Source data below:
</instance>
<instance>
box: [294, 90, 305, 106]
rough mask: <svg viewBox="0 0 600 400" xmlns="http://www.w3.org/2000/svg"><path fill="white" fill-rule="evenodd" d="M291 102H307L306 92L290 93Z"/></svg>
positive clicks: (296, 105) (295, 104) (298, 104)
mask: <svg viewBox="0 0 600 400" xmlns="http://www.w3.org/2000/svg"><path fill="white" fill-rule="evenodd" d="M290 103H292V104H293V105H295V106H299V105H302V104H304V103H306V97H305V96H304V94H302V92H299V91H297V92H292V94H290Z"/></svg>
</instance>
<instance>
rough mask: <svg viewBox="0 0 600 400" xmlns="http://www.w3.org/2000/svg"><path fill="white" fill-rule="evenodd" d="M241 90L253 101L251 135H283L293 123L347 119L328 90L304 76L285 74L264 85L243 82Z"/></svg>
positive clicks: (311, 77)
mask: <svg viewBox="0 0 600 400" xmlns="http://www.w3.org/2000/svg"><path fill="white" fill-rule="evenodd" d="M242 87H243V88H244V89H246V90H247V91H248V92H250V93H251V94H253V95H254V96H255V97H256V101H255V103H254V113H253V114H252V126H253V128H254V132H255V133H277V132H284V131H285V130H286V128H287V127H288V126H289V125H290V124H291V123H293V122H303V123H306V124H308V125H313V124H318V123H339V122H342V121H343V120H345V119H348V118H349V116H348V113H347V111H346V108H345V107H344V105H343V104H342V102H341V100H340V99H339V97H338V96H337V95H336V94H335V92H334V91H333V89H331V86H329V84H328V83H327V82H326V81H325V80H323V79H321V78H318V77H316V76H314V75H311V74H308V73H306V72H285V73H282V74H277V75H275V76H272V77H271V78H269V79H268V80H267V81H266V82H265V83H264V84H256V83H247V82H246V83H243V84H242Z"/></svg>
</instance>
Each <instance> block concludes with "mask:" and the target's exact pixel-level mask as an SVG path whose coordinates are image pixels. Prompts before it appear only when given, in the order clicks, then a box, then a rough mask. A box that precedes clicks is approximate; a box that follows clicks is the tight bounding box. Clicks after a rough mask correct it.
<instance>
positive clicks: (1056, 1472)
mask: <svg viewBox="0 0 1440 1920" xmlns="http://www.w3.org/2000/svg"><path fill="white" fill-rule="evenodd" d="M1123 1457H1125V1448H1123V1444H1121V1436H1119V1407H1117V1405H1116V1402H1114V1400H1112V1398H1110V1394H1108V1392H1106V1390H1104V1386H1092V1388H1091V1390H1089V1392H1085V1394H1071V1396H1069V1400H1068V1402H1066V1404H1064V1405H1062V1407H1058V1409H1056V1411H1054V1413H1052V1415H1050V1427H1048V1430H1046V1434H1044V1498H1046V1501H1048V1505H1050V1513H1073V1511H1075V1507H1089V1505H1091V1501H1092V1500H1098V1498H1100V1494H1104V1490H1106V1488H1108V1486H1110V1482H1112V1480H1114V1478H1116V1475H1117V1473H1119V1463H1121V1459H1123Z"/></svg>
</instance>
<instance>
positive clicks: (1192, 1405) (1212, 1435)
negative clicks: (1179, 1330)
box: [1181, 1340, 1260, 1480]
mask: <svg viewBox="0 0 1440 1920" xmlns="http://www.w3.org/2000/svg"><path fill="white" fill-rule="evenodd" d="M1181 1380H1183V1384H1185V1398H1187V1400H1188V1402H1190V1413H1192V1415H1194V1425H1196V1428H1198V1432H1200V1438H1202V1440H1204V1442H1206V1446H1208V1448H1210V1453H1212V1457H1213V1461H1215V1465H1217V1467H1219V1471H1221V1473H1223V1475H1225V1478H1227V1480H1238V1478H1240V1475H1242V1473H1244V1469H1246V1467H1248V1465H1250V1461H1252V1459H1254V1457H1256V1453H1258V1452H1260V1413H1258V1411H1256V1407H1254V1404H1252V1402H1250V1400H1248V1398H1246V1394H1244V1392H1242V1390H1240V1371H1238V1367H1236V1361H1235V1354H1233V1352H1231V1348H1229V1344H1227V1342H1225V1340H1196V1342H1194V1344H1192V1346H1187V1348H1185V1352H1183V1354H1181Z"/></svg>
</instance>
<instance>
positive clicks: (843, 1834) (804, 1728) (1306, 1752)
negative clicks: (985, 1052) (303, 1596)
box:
End of Source data.
Retype every record exactly, omitting nothing.

</instance>
<instance>
box: [294, 90, 305, 106]
rough mask: <svg viewBox="0 0 600 400" xmlns="http://www.w3.org/2000/svg"><path fill="white" fill-rule="evenodd" d="M291 102H307L306 92L290 93Z"/></svg>
positive clicks: (296, 105) (295, 104) (298, 104)
mask: <svg viewBox="0 0 600 400" xmlns="http://www.w3.org/2000/svg"><path fill="white" fill-rule="evenodd" d="M290 103H292V104H293V105H295V106H299V105H302V104H304V103H306V97H305V96H304V94H302V92H299V91H297V92H292V94H290Z"/></svg>
</instance>
<instance>
rough mask: <svg viewBox="0 0 600 400" xmlns="http://www.w3.org/2000/svg"><path fill="white" fill-rule="evenodd" d="M241 90L253 101L251 135H283L293 123L347 119L328 90L304 76L285 74L264 85L243 82Z"/></svg>
positive clicks: (311, 77)
mask: <svg viewBox="0 0 600 400" xmlns="http://www.w3.org/2000/svg"><path fill="white" fill-rule="evenodd" d="M242 87H243V88H244V89H246V90H247V91H248V92H250V93H251V94H253V95H254V96H255V97H256V101H255V103H254V113H253V114H252V126H253V128H254V132H255V133H277V132H284V131H285V130H286V128H287V127H288V126H289V125H290V124H291V123H293V122H303V123H306V124H308V125H313V124H318V123H339V122H342V121H343V120H345V119H348V118H349V116H348V113H347V111H346V108H345V107H344V105H343V104H342V102H341V100H340V99H339V97H338V96H337V95H336V94H335V92H334V91H333V89H331V86H329V84H328V83H327V82H326V81H325V80H323V79H321V78H318V77H316V76H314V75H311V74H308V73H306V72H285V73H282V74H277V75H275V76H272V77H271V78H269V79H268V80H267V81H266V82H265V83H264V84H256V83H247V82H246V83H243V84H242Z"/></svg>
</instance>
Each <instance> block concludes with "mask:" and the target's exact pixel-level mask as an SVG path whose coordinates are image pixels. Prompts before it appear only when given, in the order clicks, then a box, then a rough mask. A box that precedes clicks is approximate; a box that follows clicks is the tight bounding box. Clicks after a rough mask correct it.
<instance>
positive clicks: (1056, 1472)
mask: <svg viewBox="0 0 1440 1920" xmlns="http://www.w3.org/2000/svg"><path fill="white" fill-rule="evenodd" d="M1123 1457H1125V1448H1123V1444H1121V1436H1119V1407H1117V1405H1116V1402H1114V1400H1112V1398H1110V1394H1108V1392H1106V1390H1104V1386H1092V1388H1091V1390H1089V1392H1085V1394H1071V1396H1069V1400H1068V1402H1066V1404H1064V1405H1062V1407H1058V1409H1056V1411H1054V1413H1052V1415H1050V1427H1048V1430H1046V1434H1044V1498H1046V1501H1048V1505H1050V1513H1073V1511H1075V1507H1089V1505H1091V1501H1092V1500H1098V1498H1100V1494H1104V1490H1106V1488H1108V1486H1110V1482H1112V1480H1114V1478H1116V1475H1117V1473H1119V1463H1121V1459H1123Z"/></svg>
</instance>
<instance>
positive clicks: (1192, 1405) (1212, 1435)
negative clicks: (1179, 1330)
box: [1181, 1340, 1260, 1480]
mask: <svg viewBox="0 0 1440 1920" xmlns="http://www.w3.org/2000/svg"><path fill="white" fill-rule="evenodd" d="M1181 1380H1183V1384H1185V1398H1187V1400H1188V1402H1190V1413H1192V1415H1194V1425H1196V1428H1198V1432H1200V1438H1202V1440H1204V1442H1206V1446H1208V1448H1210V1453H1212V1457H1213V1461H1215V1465H1217V1467H1219V1471H1221V1473H1223V1475H1225V1478H1227V1480H1238V1478H1240V1475H1242V1473H1244V1469H1246V1467H1248V1465H1250V1461H1252V1459H1254V1457H1256V1453H1258V1452H1260V1413H1258V1411H1256V1407H1254V1404H1252V1402H1250V1400H1248V1398H1246V1394H1244V1392H1242V1390H1240V1371H1238V1367H1236V1361H1235V1354H1233V1352H1231V1348H1229V1344H1227V1342H1225V1340H1196V1342H1194V1344H1192V1346H1187V1348H1185V1352H1183V1354H1181Z"/></svg>
</instance>
<instance>
positive clicks: (843, 1834) (804, 1728) (1306, 1752)
negative clicks: (985, 1052) (303, 1596)
box:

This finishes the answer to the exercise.